SHORT TASK:
Recast the lines of the rows below, from the line with "Player-tracking tagging: indicate the flagpole" through the end of the rows, as a Markdown table with a Number column giving each line's position and a Text column holding the line, leaving out blank lines.

+++

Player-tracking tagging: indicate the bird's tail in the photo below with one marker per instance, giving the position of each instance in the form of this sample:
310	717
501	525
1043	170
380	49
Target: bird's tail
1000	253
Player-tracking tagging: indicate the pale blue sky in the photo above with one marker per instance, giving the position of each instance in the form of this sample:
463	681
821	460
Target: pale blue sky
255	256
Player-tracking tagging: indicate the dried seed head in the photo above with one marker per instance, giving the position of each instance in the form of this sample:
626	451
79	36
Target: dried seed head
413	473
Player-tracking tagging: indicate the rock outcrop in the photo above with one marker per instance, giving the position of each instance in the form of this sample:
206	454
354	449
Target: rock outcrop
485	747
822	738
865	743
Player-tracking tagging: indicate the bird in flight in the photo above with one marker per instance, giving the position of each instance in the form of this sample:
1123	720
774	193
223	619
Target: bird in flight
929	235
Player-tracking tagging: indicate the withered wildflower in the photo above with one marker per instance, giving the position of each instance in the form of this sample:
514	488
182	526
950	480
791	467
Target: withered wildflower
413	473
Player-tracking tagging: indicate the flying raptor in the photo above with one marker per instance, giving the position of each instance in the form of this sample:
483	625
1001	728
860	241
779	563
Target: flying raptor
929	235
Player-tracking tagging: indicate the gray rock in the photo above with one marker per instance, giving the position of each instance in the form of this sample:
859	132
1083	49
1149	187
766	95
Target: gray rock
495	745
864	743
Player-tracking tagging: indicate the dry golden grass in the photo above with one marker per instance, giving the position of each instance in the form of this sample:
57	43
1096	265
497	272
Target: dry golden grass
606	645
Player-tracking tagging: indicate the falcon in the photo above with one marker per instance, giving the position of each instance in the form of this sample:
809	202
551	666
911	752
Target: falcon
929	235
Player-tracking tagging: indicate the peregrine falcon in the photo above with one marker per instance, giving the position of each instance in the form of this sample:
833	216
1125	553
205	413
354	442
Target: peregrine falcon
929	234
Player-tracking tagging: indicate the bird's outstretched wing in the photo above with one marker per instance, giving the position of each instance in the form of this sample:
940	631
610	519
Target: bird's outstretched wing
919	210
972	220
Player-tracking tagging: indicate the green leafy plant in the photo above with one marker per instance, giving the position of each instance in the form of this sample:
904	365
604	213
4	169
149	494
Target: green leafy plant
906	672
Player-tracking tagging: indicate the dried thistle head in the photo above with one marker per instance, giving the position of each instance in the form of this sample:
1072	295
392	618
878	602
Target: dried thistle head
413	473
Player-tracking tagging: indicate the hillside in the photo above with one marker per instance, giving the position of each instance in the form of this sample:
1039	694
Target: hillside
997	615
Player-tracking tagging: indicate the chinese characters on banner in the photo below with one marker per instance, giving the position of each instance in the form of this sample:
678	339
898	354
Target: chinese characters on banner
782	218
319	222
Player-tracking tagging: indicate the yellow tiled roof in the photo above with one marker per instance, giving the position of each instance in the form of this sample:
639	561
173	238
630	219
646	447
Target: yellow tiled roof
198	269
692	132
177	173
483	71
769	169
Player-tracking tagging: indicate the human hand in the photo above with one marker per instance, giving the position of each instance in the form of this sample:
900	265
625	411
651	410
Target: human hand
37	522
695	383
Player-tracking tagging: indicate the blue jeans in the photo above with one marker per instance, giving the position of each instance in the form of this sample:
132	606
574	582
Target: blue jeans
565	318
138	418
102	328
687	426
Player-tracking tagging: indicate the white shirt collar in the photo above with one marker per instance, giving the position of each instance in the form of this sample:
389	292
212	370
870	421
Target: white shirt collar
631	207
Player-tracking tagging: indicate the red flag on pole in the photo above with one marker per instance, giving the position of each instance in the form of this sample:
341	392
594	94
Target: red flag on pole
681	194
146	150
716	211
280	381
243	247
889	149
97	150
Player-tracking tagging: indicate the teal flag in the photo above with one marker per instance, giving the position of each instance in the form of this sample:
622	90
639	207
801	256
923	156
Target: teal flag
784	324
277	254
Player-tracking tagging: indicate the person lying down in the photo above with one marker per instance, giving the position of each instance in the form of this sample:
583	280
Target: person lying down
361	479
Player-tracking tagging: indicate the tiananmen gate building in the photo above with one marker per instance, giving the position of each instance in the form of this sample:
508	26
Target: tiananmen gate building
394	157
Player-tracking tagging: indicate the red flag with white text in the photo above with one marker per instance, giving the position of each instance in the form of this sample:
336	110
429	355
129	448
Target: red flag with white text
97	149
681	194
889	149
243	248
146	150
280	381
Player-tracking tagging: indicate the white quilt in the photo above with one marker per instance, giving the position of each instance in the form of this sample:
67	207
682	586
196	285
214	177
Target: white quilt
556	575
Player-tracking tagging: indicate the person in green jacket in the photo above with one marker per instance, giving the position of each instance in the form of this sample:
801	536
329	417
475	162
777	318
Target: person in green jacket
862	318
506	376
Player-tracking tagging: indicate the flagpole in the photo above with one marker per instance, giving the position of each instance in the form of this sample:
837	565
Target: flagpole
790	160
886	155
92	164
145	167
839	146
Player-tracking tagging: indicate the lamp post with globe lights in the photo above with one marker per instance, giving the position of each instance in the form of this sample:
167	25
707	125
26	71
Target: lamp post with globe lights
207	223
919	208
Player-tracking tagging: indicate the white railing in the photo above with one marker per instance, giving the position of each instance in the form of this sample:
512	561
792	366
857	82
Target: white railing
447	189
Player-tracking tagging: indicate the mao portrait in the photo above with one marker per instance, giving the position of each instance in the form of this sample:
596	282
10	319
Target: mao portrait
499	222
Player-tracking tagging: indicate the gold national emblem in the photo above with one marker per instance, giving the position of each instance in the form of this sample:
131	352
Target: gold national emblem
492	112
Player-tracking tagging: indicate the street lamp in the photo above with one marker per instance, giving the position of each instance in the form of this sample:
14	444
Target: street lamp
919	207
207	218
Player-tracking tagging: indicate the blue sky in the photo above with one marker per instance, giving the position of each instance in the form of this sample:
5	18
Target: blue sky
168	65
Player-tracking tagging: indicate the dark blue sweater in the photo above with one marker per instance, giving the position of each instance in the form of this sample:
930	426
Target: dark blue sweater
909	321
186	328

+++

OUTPUT OF THE EXERCISE:
| Number | Text |
|---|---|
| 1 | Player-tracking tagging: indicate the flagpole in the photo above with one marker per instance, giving the position of each instance in the form of this sample: |
| 2 | 837	565 |
| 3 | Target: flagpole |
| 4 | 790	160 |
| 5 | 886	155 |
| 6 | 92	164 |
| 7 | 145	167 |
| 8 | 839	146 |
| 9 | Player-tracking tagging: indicate the lamp post with globe lights in the photo above with one marker per instance, giving the position of each instance in the form of this sample: |
| 10 | 167	25 |
| 11 | 707	125 |
| 12 | 26	71 |
| 13 | Target: lamp post with globe lights |
| 14 | 207	223 |
| 15 | 919	208 |
| 16 | Player-tracking tagging: indicate the white railing in the photo above with one marker per instance, giving the position of each instance in the form of this sample: |
| 17 | 512	561 |
| 18 | 792	366 |
| 19 | 857	82 |
| 20 | Target: white railing |
| 21 | 447	189 |
| 22 | Player-tracking tagging: indicate the mao portrait in the photo above with one marker per instance, giving the position of each instance in the form of this sample: |
| 23 | 596	282 |
| 24 | 10	319 |
| 25 | Target: mao portrait |
| 26 | 499	222 |
| 27 | Player-tracking tagging: indicate the gold national emblem in the photo above with one marker per instance, giving the position of each instance in the form of this sample: |
| 28 | 131	352 |
| 29 | Target: gold national emblem |
| 30 | 492	112 |
| 31 | Player-tracking tagging: indicate the street lamp in the photo above with one marker per instance, giving the position of each instance in the form of this sample: |
| 32 | 14	444 |
| 33 | Target: street lamp |
| 34 | 919	207 |
| 35 | 207	218 |
| 36 | Player-tracking tagging: indicate the blue sky in the photo above with one marker per instance, giving the position of each instance in the form of this sample: |
| 37 | 5	18 |
| 38 | Target: blue sky |
| 39 | 168	65 |
| 40 | Player-tracking tagging: indicate the dark blue sweater in the photo above with one marker per instance, giving the position of each instance in the form of this sample: |
| 41 | 930	426 |
| 42 | Target: dark blue sweater |
| 43 | 909	321 |
| 44 | 186	328 |